■ Goal ■
Repeat exactly the lines from the line containing "Identify the orange office" through the last line of the records below, inclusive, and nothing else.

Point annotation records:

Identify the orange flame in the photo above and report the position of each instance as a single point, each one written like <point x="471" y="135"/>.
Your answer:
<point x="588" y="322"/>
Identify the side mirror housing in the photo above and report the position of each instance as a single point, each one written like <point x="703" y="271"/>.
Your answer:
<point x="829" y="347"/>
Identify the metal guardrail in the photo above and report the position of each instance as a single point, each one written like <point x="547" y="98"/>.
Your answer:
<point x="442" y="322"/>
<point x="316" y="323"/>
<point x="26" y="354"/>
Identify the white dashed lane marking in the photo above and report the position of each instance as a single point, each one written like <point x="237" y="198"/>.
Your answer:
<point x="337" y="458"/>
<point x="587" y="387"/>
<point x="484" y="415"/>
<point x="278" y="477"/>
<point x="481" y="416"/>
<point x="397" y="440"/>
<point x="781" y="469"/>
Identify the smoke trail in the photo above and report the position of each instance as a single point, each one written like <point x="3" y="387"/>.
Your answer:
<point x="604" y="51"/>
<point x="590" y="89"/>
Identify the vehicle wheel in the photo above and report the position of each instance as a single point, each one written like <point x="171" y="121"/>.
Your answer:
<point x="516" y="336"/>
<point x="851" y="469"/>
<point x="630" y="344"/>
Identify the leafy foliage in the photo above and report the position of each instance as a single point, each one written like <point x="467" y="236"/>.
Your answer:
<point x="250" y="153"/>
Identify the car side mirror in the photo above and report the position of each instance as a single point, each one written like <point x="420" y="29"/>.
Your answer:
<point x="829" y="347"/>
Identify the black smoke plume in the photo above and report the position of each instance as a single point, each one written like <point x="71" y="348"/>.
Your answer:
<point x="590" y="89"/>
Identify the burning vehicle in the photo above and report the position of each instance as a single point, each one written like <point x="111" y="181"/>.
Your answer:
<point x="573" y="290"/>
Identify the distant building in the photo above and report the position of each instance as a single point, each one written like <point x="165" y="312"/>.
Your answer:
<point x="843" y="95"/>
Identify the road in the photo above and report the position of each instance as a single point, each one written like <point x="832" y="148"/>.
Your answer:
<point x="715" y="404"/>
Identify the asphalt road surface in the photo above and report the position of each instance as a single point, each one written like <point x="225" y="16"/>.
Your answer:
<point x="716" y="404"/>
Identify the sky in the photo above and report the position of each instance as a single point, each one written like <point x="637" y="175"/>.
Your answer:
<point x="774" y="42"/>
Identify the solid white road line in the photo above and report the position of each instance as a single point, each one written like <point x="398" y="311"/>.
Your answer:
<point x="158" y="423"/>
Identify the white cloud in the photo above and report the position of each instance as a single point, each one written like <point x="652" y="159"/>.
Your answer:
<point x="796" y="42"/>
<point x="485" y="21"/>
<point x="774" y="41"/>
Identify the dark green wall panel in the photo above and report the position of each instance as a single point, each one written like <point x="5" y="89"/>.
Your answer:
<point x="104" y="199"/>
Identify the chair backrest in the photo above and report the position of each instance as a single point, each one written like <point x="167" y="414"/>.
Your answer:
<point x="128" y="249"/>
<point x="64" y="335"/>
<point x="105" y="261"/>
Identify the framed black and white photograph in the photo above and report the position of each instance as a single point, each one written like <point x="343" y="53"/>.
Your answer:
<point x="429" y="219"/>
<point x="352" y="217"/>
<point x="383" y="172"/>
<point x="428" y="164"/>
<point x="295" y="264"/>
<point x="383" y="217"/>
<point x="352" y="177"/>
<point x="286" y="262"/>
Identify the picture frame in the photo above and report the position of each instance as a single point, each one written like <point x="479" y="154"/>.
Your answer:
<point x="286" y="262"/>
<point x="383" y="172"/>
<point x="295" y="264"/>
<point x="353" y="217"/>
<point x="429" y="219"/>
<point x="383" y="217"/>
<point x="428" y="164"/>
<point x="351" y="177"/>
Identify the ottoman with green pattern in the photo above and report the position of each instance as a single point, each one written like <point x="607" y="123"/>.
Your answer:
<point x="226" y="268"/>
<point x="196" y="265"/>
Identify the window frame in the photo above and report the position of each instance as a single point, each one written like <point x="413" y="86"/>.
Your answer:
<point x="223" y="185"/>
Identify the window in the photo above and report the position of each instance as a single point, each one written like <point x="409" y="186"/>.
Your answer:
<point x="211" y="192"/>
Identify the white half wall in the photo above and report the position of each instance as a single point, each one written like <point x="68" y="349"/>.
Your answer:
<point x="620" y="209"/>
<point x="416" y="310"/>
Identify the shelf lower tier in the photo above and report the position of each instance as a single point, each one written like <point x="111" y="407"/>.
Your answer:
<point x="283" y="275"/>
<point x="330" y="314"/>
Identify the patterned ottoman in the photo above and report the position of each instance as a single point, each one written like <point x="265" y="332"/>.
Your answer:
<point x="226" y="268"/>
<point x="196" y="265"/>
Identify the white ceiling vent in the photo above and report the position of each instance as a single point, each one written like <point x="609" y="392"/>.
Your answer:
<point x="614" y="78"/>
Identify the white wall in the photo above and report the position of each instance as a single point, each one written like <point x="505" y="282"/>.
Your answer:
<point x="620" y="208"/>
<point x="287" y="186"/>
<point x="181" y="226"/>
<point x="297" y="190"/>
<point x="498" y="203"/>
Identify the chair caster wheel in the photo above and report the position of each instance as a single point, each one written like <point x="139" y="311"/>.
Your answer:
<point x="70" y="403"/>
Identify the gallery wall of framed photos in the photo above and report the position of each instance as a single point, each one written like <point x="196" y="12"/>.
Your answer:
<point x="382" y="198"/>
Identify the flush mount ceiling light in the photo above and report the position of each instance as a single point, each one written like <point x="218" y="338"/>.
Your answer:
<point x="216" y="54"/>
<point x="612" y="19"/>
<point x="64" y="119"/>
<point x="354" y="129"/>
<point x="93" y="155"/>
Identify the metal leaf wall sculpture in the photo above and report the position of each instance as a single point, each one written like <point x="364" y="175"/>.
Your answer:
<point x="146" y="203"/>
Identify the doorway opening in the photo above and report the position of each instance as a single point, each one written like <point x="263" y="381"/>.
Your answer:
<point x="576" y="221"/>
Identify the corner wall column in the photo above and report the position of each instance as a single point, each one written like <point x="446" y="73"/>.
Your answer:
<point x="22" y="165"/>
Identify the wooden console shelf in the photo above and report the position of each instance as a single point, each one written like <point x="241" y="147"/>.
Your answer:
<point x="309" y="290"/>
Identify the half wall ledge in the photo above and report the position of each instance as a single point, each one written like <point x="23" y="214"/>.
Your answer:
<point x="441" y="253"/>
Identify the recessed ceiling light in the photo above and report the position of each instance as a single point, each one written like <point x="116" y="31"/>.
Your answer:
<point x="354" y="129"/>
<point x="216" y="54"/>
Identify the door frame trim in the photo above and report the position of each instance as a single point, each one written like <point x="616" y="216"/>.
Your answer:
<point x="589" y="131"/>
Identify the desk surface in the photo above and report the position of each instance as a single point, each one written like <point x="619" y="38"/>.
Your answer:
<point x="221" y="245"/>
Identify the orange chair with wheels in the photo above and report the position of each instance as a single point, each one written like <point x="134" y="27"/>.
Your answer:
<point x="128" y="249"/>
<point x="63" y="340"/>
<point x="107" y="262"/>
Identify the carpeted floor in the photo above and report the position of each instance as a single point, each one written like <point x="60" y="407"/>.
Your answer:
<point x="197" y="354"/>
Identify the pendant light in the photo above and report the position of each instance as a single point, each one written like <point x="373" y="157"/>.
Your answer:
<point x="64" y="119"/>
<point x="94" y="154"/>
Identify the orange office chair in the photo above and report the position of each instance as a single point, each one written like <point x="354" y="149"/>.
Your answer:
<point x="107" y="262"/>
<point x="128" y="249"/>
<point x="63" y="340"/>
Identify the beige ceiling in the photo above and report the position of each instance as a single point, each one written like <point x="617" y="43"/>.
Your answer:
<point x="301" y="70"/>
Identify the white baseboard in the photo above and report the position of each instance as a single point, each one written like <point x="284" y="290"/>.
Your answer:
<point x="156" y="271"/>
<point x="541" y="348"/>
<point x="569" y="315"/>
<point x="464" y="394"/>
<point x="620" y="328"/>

■ Result of the exercise ■
Identify the orange office chair in the photo above and report the position of each instance as a single point, each one written like <point x="354" y="149"/>.
Your answer:
<point x="107" y="262"/>
<point x="128" y="249"/>
<point x="63" y="340"/>
Identify the beige ceiling in the photo above and report the position of each instance as a single point, each one written like <point x="617" y="43"/>.
Your answer:
<point x="301" y="70"/>
Identify the white baseboard in the photo above and report the position of each instance as a single point, each one written like <point x="284" y="290"/>.
Your answer:
<point x="156" y="271"/>
<point x="541" y="348"/>
<point x="569" y="315"/>
<point x="464" y="394"/>
<point x="620" y="328"/>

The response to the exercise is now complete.